> **THE REQUEST**
Reproduce verbatim the final portion of the material below, from the line containing "Where can you see the woman's right" through its last line, and nothing else.

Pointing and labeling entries
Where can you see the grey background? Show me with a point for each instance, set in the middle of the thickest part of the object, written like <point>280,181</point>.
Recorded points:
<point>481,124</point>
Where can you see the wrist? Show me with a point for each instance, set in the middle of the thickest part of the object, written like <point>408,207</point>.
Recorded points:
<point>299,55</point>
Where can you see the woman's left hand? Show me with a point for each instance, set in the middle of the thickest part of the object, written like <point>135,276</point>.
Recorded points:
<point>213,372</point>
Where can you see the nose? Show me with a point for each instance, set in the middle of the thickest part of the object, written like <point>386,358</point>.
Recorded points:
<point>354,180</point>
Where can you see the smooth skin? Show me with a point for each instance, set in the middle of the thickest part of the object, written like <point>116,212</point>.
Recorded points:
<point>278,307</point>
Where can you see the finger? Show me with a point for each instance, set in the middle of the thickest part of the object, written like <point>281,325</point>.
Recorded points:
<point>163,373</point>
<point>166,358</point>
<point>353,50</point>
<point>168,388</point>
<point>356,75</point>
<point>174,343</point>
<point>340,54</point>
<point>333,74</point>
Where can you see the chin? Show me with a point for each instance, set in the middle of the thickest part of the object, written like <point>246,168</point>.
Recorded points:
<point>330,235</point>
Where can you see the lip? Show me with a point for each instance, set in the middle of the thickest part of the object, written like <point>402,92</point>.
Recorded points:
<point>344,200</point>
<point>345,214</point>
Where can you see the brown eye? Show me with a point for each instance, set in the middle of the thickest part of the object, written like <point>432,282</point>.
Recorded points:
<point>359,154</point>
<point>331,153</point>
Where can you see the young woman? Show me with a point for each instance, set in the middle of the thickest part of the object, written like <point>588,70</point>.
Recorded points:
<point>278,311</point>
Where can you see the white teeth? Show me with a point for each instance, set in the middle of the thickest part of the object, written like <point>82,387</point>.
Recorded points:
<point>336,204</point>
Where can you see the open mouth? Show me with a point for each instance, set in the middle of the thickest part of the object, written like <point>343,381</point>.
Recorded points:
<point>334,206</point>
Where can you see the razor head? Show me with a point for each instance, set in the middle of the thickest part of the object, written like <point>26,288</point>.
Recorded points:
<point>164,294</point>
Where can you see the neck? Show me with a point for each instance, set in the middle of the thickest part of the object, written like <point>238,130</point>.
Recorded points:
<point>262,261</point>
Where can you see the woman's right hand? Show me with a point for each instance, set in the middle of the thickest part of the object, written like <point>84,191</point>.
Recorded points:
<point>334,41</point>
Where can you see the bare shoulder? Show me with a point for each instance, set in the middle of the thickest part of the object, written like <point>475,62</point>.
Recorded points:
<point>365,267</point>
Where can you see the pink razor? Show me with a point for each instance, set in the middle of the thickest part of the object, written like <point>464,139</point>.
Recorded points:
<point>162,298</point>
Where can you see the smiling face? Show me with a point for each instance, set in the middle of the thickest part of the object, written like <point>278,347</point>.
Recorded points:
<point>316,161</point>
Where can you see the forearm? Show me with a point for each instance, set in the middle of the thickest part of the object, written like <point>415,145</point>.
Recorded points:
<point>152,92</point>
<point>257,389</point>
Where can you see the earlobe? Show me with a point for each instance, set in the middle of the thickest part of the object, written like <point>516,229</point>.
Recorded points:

> **REPLY**
Where can you see the woman's right hand? Show me with a point for each instance, set in the middle of the thickest part of the object, written like <point>84,191</point>.
Recorded points:
<point>334,41</point>
Where can you see the bare shoulder? Show me with a point for each instance, set in the middle of the thickest part of the object, written like <point>475,62</point>.
Recorded points:
<point>365,267</point>
Where can you see the pink razor? Show me with a point for each instance, set in the middle of the thickest part of the object, written like <point>464,139</point>.
Recorded points:
<point>162,298</point>
Where can you see the smiling face? Show me with a point for each instance, set in the middle of the thickest part of the object, written like <point>278,347</point>.
Recorded points:
<point>316,161</point>
Where can you see the forearm? Show me with a point for each instance, set in the middle of the thickest part of the object, written like <point>415,145</point>.
Recorded points:
<point>152,92</point>
<point>257,389</point>
Where can you see the earlobe? Show me with a point for each instance, set in the middle of the thickest part of the object, written like <point>516,229</point>.
Recorded points:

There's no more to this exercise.